-- Information supplied start --
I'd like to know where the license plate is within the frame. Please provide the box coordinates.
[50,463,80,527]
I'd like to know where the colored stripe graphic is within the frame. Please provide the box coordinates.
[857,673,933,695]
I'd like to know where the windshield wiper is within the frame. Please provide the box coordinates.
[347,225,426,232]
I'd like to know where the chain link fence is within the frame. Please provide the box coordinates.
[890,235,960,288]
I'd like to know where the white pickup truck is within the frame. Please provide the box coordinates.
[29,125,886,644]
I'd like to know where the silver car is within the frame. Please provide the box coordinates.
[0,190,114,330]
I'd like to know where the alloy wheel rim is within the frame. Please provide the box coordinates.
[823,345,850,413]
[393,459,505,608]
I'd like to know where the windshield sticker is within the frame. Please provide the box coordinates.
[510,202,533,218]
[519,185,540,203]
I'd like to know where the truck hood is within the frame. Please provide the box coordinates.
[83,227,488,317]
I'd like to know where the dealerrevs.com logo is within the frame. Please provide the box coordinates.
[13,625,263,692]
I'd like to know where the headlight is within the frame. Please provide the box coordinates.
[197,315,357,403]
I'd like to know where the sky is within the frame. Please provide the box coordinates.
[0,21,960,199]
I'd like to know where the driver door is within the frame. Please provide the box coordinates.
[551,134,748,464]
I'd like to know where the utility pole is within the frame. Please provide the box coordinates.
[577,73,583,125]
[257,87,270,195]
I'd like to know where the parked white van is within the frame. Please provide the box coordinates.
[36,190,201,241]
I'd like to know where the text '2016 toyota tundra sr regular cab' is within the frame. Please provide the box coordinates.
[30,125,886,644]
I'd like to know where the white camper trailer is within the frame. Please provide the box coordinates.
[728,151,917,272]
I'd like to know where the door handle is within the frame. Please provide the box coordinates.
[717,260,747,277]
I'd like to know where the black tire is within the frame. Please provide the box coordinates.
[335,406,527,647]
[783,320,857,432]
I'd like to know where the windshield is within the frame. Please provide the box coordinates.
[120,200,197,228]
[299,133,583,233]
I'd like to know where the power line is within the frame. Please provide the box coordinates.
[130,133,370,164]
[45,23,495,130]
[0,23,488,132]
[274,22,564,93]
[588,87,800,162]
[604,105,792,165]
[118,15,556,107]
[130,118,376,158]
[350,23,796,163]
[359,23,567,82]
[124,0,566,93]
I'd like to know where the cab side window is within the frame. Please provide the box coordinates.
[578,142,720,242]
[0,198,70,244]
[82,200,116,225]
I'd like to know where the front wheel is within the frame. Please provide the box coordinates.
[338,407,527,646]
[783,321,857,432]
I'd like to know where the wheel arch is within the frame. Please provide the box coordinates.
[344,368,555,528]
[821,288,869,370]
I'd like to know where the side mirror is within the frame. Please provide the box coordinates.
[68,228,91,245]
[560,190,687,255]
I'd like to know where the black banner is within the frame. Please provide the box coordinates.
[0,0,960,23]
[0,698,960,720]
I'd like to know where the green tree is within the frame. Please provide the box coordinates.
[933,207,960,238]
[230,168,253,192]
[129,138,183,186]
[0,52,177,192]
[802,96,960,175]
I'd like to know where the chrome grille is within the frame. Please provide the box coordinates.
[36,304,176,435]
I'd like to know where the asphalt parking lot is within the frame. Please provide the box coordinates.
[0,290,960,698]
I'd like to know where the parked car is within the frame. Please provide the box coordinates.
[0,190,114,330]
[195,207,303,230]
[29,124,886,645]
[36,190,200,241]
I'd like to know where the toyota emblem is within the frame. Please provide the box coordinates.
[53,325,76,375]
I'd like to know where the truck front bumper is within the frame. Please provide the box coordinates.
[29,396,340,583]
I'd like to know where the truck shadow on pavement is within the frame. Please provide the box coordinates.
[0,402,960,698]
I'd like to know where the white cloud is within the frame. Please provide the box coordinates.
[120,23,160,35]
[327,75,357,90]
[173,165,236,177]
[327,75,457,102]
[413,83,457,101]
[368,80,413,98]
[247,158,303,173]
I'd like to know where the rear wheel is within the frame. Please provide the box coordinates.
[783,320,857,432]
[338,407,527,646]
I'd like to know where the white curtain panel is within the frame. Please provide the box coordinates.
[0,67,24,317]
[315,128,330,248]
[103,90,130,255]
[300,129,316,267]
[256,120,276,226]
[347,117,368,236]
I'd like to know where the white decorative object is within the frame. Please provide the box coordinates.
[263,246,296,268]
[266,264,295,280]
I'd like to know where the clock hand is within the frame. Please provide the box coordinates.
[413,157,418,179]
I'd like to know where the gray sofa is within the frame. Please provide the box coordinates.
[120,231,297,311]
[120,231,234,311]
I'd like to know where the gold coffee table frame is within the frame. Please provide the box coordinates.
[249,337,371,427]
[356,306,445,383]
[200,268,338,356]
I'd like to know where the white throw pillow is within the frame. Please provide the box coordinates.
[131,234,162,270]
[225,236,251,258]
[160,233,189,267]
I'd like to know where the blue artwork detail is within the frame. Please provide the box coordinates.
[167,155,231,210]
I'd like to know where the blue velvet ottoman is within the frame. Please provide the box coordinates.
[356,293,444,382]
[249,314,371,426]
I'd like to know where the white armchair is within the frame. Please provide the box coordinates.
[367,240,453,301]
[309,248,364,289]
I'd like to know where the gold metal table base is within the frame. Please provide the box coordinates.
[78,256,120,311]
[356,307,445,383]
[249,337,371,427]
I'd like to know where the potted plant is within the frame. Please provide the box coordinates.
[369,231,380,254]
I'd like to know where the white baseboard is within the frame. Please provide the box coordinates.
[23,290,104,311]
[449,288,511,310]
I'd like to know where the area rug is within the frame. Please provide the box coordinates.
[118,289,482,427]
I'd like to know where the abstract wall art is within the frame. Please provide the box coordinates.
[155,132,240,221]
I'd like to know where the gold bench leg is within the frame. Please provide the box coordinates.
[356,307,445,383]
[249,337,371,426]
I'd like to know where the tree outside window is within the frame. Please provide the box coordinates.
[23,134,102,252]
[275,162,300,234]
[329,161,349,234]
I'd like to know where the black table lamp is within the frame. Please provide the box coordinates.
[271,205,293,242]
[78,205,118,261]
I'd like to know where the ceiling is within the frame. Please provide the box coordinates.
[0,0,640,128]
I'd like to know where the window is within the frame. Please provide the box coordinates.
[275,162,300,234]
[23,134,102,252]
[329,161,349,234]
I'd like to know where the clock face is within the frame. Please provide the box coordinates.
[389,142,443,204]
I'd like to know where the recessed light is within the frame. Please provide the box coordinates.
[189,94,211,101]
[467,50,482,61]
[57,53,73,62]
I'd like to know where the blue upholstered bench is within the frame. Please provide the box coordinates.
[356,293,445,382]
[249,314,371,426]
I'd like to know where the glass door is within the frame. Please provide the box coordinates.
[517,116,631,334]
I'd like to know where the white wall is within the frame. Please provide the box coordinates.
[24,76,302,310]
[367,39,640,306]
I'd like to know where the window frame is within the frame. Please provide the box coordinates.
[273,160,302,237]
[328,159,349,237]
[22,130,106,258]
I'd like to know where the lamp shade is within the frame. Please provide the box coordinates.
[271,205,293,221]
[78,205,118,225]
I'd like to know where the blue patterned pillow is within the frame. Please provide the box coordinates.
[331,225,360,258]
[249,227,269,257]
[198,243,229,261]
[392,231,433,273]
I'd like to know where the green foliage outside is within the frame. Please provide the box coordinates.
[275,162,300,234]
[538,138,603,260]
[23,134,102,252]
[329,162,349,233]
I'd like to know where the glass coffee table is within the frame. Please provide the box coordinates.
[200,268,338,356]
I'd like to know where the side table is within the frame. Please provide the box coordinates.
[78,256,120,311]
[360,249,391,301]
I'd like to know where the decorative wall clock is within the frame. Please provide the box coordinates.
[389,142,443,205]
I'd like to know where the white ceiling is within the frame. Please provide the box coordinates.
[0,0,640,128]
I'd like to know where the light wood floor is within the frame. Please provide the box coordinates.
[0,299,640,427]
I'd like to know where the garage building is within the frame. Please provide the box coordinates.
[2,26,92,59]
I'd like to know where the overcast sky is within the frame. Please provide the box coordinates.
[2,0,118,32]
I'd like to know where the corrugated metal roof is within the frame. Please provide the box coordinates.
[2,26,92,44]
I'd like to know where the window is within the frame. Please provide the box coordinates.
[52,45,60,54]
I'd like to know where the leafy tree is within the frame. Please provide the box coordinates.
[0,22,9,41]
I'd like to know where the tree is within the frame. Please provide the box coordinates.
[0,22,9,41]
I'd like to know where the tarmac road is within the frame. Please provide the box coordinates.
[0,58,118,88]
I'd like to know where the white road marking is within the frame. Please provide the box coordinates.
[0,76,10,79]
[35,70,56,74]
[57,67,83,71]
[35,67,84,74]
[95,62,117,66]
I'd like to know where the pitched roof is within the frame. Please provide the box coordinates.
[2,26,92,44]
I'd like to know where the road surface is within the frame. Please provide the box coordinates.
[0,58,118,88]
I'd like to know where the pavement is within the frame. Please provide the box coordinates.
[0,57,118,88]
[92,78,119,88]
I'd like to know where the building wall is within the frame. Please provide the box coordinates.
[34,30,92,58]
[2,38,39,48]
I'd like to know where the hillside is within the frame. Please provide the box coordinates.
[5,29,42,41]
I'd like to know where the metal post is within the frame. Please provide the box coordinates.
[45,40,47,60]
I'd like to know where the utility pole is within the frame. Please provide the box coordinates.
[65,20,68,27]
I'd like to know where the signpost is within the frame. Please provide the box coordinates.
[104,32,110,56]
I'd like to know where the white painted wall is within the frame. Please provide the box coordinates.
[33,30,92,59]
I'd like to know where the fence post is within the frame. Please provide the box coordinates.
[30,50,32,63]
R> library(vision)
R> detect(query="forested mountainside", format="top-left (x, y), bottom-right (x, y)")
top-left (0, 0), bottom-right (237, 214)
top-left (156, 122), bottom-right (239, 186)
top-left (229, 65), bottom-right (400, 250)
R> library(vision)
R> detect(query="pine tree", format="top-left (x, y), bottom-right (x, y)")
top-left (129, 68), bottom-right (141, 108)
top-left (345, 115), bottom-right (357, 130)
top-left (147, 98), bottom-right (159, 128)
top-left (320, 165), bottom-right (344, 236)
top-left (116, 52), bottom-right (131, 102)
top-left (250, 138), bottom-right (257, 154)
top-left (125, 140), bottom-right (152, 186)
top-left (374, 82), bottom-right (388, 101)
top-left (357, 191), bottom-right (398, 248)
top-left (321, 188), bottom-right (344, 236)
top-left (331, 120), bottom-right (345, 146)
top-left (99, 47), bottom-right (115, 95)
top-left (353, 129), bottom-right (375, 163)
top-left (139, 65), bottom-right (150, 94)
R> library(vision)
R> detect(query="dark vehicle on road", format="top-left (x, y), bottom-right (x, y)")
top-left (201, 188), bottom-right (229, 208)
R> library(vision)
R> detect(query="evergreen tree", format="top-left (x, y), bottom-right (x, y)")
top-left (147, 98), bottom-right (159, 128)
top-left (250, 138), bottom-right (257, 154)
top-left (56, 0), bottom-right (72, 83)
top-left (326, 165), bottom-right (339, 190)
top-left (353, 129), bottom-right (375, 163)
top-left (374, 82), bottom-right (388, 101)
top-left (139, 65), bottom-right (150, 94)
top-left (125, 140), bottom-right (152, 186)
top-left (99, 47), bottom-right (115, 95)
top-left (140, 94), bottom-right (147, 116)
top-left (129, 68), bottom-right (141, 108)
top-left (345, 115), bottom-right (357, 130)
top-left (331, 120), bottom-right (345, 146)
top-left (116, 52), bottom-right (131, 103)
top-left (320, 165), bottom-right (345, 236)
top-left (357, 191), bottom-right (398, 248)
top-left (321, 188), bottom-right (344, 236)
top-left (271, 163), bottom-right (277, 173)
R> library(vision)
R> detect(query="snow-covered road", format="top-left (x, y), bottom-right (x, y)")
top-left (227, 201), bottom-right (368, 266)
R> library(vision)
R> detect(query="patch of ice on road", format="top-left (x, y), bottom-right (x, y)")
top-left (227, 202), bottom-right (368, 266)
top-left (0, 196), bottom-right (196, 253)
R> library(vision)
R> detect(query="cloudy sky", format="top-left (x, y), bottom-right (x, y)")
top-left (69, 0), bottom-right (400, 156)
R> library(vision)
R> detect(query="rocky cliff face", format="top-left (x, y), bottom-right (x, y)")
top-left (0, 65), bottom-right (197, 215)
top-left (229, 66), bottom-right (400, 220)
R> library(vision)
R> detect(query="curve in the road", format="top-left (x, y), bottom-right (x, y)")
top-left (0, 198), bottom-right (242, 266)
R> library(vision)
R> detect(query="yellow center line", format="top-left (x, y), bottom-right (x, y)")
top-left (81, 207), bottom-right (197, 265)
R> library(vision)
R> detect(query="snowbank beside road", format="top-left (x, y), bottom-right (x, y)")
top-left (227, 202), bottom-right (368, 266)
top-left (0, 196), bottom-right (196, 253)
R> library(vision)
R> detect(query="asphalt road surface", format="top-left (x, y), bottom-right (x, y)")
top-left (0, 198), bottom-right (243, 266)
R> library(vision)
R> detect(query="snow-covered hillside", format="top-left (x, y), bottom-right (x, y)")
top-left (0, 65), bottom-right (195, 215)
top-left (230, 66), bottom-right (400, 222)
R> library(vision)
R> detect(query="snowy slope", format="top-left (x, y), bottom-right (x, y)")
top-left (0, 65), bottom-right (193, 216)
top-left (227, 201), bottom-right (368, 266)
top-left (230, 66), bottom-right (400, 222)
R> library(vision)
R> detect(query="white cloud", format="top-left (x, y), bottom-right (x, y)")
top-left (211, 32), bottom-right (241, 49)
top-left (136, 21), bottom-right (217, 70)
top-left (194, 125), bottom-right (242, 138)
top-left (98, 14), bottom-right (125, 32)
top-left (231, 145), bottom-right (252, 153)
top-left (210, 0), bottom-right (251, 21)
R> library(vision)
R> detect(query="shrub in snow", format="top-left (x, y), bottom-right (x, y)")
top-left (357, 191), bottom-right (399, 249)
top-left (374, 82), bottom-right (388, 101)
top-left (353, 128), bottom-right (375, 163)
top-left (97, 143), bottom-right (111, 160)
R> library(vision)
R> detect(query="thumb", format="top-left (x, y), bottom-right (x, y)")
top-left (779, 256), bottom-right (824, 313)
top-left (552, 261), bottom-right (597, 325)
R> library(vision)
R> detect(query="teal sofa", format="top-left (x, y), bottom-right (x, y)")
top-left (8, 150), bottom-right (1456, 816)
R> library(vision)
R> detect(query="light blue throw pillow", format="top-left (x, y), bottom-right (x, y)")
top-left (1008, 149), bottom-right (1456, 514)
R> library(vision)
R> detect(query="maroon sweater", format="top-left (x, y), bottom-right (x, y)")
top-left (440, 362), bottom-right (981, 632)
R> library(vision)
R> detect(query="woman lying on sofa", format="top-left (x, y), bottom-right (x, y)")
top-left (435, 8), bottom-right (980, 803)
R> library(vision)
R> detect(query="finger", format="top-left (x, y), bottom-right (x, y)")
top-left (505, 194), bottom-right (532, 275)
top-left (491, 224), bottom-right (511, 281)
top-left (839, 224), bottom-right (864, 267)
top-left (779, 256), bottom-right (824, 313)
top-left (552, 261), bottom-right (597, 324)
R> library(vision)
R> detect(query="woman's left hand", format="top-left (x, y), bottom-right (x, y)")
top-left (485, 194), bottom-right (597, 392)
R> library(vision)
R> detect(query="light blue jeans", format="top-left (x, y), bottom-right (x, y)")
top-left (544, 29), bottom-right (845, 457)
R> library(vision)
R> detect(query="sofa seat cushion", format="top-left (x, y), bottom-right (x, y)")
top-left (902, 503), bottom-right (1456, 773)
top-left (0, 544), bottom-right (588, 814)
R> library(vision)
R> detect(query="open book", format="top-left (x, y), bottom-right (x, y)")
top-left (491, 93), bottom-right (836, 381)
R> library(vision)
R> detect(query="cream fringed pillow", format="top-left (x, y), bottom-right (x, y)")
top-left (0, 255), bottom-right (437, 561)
-- Information supplied end --
» **Task directions**: Return, word for word, the lines from the one containing "I'd like to know where the truck hood" up to and including the one containing "[197,315,357,403]".

» **Final result**:
I'd like to know where the truck hood is within the frame. Please provide the box coordinates.
[83,227,488,317]
I'd like to know where the dealerrevs.com logo is within the frame. Please provide the box coordinates.
[13,625,263,692]
I'd like to know where the headlight is within the frame. Please provide the box coordinates.
[197,315,357,403]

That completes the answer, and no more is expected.